Top of RECORD EXCERPTS
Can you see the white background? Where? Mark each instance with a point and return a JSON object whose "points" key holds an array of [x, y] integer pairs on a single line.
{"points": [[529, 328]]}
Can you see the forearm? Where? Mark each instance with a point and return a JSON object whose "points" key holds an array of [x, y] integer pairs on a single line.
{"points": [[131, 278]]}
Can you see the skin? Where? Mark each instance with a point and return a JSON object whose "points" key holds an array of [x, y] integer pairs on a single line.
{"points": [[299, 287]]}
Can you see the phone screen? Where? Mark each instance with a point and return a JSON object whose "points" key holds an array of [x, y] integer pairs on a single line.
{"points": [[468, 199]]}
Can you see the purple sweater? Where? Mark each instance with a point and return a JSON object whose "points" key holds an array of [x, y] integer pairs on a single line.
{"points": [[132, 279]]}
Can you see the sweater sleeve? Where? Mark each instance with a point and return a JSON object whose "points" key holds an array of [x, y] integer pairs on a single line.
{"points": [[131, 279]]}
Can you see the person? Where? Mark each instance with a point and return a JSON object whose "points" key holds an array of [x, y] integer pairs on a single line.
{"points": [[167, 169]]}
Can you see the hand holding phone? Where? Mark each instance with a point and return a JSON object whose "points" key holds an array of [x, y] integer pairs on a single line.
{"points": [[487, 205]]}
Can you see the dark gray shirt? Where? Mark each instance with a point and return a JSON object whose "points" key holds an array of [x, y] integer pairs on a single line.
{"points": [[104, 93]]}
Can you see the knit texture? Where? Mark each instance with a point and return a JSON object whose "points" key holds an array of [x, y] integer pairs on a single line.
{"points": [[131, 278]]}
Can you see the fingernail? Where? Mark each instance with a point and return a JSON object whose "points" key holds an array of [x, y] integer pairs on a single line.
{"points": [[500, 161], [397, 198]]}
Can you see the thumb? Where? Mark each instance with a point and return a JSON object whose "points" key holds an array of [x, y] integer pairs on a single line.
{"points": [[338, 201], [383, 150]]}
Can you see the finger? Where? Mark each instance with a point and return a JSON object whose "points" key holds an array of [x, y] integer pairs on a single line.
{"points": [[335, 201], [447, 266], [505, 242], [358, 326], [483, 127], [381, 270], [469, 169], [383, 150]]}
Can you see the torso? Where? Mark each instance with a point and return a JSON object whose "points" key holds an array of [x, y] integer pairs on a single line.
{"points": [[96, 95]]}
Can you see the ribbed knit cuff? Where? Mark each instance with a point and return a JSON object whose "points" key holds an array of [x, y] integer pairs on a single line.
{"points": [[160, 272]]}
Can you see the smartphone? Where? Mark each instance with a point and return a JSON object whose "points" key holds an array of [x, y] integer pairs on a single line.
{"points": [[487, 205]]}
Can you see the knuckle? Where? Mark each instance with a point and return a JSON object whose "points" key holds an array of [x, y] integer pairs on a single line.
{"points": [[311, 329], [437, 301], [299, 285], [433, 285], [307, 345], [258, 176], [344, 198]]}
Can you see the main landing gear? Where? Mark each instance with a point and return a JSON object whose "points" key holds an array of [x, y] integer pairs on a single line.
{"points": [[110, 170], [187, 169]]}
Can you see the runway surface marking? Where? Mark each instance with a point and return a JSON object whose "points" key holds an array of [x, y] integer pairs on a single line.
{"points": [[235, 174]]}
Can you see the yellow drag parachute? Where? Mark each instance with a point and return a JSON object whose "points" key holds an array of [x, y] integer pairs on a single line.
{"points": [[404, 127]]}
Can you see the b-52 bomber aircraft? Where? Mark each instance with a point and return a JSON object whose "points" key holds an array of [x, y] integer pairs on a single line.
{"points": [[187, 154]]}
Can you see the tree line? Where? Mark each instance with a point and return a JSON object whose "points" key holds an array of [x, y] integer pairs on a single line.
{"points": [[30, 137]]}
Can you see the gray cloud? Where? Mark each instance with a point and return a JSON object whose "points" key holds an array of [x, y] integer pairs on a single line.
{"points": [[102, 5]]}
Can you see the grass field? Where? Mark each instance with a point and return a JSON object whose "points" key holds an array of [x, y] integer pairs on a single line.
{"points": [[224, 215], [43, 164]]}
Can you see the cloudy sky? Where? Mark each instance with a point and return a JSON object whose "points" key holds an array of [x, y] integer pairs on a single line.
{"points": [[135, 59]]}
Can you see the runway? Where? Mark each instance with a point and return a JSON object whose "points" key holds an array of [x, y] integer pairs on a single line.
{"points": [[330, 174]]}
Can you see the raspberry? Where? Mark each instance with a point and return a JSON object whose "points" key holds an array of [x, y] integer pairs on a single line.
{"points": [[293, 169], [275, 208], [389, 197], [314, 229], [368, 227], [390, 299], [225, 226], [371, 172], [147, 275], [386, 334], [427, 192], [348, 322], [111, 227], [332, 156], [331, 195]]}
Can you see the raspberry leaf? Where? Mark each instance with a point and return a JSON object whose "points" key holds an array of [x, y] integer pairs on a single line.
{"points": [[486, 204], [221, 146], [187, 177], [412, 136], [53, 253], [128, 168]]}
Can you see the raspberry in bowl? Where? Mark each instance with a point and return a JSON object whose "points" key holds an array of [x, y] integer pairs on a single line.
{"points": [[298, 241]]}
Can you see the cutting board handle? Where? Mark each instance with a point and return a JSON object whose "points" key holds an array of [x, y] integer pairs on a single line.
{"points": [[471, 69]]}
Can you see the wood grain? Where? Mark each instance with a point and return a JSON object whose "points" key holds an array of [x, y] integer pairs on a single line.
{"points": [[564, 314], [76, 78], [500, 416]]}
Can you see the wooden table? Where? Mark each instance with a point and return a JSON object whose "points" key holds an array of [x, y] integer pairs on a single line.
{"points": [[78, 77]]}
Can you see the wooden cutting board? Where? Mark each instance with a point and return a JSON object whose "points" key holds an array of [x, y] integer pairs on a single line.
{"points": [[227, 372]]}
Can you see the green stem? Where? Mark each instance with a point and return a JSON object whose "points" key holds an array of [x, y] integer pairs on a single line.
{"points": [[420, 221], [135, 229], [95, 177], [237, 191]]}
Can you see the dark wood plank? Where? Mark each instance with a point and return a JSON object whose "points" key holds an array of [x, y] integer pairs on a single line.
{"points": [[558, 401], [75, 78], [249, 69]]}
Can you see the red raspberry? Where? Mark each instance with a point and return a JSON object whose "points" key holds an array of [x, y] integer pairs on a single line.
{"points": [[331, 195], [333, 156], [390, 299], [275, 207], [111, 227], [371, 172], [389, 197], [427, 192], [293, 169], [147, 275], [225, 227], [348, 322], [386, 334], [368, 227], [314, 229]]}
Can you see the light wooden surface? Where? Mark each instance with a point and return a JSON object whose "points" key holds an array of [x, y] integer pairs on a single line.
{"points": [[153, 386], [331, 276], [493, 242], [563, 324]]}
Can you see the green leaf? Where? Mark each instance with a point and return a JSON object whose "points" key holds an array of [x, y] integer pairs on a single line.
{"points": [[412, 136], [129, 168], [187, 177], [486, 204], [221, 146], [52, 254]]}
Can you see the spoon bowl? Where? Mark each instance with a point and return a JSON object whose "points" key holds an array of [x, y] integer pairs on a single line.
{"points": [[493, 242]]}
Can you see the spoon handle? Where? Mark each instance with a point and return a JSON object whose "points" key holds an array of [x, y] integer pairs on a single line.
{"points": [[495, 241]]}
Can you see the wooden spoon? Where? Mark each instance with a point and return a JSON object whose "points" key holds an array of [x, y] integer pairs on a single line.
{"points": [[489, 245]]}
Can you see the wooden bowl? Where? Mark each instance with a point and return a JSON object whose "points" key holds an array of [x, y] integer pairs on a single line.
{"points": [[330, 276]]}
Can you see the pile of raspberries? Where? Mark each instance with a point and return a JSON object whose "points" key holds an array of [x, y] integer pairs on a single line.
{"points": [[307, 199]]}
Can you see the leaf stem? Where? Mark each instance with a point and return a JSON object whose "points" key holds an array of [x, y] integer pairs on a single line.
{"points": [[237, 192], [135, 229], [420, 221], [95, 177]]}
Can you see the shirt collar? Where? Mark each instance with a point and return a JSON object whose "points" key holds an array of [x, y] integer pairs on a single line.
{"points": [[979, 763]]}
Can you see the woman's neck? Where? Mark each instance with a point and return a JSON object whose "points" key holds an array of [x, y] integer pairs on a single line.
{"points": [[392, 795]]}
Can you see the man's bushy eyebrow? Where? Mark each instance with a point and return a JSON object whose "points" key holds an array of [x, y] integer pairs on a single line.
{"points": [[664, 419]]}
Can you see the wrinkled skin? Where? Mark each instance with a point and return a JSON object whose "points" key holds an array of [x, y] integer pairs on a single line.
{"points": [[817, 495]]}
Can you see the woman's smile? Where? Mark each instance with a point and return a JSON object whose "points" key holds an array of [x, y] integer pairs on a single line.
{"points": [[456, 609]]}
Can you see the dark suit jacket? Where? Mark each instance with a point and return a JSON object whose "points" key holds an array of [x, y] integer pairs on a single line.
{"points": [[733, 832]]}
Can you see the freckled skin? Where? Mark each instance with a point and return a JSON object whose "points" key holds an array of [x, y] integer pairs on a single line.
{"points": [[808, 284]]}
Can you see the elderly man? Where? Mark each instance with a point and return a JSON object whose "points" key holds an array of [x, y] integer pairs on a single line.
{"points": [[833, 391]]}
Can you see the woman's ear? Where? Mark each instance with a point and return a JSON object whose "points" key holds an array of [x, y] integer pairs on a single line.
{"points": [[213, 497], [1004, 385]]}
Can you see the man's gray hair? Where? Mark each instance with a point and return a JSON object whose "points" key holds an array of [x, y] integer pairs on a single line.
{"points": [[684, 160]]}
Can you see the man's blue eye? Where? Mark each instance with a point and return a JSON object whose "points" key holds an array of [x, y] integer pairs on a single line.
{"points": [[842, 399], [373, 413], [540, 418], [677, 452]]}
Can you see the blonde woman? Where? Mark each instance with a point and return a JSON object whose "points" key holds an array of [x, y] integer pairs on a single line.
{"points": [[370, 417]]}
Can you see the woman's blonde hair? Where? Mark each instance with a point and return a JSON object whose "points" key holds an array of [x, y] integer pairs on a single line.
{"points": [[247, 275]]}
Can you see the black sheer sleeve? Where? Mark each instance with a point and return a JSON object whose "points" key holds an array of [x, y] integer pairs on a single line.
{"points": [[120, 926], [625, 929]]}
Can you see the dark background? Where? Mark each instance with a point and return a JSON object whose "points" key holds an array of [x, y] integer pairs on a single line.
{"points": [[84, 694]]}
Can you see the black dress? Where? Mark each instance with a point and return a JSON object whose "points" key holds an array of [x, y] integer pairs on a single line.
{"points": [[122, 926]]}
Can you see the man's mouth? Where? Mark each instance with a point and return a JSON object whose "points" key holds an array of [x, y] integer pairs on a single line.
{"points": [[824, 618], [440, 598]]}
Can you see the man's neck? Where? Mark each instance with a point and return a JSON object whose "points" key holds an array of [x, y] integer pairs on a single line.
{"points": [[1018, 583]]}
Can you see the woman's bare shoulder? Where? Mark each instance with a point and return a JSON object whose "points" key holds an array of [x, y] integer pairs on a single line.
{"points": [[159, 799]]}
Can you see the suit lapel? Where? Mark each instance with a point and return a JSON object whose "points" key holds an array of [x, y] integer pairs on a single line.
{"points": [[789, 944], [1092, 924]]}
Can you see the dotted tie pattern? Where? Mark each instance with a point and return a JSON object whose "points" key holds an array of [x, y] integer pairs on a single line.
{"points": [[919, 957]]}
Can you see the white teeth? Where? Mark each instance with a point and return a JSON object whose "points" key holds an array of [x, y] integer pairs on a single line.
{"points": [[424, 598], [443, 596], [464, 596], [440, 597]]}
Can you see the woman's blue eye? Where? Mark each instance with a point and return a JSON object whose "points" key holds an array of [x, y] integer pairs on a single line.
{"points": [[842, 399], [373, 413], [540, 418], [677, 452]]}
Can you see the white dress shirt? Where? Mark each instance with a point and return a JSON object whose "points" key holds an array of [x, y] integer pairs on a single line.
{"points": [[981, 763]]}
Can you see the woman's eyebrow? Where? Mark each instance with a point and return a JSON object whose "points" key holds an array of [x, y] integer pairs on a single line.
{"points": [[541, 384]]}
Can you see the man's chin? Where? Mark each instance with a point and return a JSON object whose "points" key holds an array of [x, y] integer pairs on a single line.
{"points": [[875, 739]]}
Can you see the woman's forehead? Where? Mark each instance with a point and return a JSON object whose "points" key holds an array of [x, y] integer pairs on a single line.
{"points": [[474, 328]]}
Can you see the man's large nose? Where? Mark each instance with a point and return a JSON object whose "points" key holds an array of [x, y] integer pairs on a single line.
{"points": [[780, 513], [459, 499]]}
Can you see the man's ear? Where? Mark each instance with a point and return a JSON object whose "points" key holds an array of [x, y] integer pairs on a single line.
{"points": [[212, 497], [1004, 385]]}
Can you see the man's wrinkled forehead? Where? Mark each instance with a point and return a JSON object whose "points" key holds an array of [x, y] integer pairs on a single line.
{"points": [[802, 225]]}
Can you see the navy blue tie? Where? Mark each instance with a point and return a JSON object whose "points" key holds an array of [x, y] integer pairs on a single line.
Bottom of RECORD EXCERPTS
- ABOUT THIS TASK
Output exactly, and only, the lines running from the one that contains "Can you see the man's ear?" through the last line of the entries above.

- SOLUTION BELOW
Can you see the man's ear? Where? Mark each instance with a point and return a JSON object whose "points" key holds an array of [x, y] integer pairs on a single line.
{"points": [[212, 497], [1004, 385]]}
Can you see the man's wrinkled forehead? Where? Mark each instance with a point and return a JSON object whose "points" key holds an array of [x, y] integer pairs on a single line.
{"points": [[802, 225]]}
Can you see the navy blue tie? Where? Mark each instance with a point and return a JSON object whose "points" key holds an array of [x, y] integer pairs on a single line.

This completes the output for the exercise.